Referring expression data:
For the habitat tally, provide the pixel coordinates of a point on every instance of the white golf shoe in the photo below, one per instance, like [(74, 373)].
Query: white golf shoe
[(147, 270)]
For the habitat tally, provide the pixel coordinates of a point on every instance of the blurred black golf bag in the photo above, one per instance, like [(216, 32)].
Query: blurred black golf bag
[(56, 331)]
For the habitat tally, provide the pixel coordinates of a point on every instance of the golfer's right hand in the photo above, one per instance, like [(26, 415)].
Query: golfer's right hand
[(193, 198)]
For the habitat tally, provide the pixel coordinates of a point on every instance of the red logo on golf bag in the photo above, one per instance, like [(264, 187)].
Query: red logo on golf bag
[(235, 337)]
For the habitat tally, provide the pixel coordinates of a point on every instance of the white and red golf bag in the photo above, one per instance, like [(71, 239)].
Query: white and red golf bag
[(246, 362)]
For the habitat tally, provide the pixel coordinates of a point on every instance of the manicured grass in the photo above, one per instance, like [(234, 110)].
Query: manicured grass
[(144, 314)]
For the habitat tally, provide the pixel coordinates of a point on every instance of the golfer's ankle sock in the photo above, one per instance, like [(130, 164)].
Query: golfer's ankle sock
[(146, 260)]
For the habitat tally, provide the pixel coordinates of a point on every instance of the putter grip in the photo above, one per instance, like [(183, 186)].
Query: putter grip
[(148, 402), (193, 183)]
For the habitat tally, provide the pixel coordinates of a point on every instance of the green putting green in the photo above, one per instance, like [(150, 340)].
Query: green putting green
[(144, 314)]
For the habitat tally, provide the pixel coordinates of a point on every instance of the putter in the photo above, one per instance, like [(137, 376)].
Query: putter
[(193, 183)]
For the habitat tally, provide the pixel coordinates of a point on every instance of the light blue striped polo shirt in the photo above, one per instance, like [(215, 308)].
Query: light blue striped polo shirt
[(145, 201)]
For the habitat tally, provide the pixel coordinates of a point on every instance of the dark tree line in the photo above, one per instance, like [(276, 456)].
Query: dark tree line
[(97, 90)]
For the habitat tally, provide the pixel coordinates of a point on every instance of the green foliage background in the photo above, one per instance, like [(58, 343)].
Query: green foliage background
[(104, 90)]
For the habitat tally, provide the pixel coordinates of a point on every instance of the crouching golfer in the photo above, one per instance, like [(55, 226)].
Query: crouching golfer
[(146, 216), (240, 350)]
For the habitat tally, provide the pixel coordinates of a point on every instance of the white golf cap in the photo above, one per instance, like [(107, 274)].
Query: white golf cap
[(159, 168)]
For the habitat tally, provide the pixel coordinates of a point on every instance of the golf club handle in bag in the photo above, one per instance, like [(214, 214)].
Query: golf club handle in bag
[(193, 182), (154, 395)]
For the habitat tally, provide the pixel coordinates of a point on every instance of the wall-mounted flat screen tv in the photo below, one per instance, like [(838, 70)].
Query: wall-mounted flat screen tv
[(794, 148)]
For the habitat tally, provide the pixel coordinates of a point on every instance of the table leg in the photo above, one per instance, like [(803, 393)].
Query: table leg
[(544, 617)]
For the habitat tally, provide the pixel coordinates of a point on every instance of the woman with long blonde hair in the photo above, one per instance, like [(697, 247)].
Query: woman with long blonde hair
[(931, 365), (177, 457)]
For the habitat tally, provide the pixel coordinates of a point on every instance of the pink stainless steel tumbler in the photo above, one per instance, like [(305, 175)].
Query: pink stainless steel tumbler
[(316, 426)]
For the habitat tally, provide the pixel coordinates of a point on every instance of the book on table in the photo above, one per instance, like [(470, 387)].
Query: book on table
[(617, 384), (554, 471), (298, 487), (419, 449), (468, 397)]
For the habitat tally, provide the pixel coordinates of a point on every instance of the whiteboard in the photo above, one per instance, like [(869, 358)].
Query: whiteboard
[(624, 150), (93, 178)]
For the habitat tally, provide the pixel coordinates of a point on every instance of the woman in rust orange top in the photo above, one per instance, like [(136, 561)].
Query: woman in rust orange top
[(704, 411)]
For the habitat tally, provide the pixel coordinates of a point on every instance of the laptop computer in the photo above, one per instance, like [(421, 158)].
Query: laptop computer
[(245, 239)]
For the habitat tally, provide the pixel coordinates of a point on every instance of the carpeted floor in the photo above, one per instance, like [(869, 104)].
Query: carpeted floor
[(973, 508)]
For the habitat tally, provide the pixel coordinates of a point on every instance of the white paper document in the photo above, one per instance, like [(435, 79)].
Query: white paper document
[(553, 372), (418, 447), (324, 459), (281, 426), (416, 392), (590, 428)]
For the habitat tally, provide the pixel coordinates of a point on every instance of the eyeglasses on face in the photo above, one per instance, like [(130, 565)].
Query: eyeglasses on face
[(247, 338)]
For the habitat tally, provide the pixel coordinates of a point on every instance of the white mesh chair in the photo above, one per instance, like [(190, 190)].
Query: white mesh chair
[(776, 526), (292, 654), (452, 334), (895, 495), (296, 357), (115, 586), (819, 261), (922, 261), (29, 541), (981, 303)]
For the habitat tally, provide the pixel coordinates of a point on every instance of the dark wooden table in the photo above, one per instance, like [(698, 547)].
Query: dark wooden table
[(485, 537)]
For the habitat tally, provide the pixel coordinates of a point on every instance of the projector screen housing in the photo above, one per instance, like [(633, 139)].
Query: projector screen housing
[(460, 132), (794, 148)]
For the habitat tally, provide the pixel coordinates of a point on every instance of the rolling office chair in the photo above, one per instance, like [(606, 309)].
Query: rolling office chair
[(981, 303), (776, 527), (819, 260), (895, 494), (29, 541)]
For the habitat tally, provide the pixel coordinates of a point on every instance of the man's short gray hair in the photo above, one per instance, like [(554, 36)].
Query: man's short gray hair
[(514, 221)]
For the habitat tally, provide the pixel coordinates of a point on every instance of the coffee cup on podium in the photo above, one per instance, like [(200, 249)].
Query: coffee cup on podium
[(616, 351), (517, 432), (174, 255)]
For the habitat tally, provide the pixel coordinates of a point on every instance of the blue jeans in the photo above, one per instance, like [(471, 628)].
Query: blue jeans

> [Exercise]: Apply a filter for "below" to the entries and show each line that passes.

> [Exercise output]:
For the habitat tally, provide the pixel coordinates of a point on every instance of the white golf shoe in the photo below, one per instance, like [(74, 373)].
For the habitat tally, provide the pixel coordinates of a point on every instance of the wall-mounted flat screen tv in the photo below, one per instance, like [(838, 70)].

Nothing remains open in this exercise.